**Datos de la tarea:**
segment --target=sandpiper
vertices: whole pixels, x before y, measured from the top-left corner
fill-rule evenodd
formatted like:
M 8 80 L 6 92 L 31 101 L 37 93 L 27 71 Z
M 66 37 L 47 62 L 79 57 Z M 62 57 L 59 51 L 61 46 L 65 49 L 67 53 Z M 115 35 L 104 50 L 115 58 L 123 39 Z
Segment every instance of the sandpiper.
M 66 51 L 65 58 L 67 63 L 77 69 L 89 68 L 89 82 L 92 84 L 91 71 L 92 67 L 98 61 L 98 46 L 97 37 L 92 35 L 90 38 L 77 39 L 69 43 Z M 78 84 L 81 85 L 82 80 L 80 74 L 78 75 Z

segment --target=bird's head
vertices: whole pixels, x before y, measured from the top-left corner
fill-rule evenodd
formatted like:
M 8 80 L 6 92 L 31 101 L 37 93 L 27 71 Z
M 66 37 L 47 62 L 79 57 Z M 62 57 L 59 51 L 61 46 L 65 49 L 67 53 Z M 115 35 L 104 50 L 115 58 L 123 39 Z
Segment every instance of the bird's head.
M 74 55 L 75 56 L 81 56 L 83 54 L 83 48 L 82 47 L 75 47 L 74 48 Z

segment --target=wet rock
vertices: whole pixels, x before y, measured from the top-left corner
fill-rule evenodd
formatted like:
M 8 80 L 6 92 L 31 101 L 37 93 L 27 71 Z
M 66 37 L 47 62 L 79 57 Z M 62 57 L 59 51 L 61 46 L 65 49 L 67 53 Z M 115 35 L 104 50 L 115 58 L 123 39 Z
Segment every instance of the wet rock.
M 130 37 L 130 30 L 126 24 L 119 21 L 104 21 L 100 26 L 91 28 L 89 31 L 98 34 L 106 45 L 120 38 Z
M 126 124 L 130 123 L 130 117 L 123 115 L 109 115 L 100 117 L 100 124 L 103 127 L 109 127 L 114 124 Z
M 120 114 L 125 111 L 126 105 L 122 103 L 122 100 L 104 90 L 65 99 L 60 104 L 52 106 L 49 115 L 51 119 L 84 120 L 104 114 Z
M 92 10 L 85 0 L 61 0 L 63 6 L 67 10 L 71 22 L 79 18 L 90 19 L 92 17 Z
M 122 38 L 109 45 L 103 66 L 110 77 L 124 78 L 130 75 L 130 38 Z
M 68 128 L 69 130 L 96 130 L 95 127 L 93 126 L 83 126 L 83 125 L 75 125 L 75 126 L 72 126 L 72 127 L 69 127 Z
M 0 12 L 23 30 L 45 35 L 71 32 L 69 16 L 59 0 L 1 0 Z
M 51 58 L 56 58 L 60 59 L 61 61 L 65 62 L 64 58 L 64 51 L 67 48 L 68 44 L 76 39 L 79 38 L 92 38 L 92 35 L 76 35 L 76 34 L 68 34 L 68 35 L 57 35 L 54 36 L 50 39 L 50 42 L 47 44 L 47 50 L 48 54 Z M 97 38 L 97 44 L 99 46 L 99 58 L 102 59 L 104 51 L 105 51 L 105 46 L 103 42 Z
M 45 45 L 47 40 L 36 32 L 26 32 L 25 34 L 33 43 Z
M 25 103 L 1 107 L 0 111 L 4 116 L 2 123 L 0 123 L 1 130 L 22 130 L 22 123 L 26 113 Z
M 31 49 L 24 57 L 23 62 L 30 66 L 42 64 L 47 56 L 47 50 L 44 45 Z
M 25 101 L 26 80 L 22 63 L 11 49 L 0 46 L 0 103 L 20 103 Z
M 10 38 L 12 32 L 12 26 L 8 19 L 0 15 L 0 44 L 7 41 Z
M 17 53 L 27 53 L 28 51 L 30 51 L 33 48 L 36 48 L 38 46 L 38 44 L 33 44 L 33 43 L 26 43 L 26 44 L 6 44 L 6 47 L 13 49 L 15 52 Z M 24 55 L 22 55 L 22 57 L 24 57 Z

**Problema planteado:**
Renombra "wet rock" como "wet stone" en el tramo de líneas que va desde la que contiene "segment --target=wet rock" hasta la que contiene "M 130 37 L 130", ambas incluidas. Escribe solo ese tramo, sin ningún otro cambio.

**Respuesta al problema:**
segment --target=wet stone
vertices: whole pixels, x before y, measured from the top-left corner
fill-rule evenodd
formatted like:
M 8 80 L 6 92 L 31 101 L 37 93 L 27 71 Z
M 66 37 L 47 62 L 79 57 Z M 62 57 L 59 51 L 61 46 L 65 49 L 67 53 Z M 115 35 L 104 50 L 115 58 L 123 39 Z
Segment every instance of the wet stone.
M 130 37 L 130 30 L 126 24 L 119 21 L 104 21 L 100 26 L 91 28 L 89 31 L 98 34 L 106 45 L 120 38 Z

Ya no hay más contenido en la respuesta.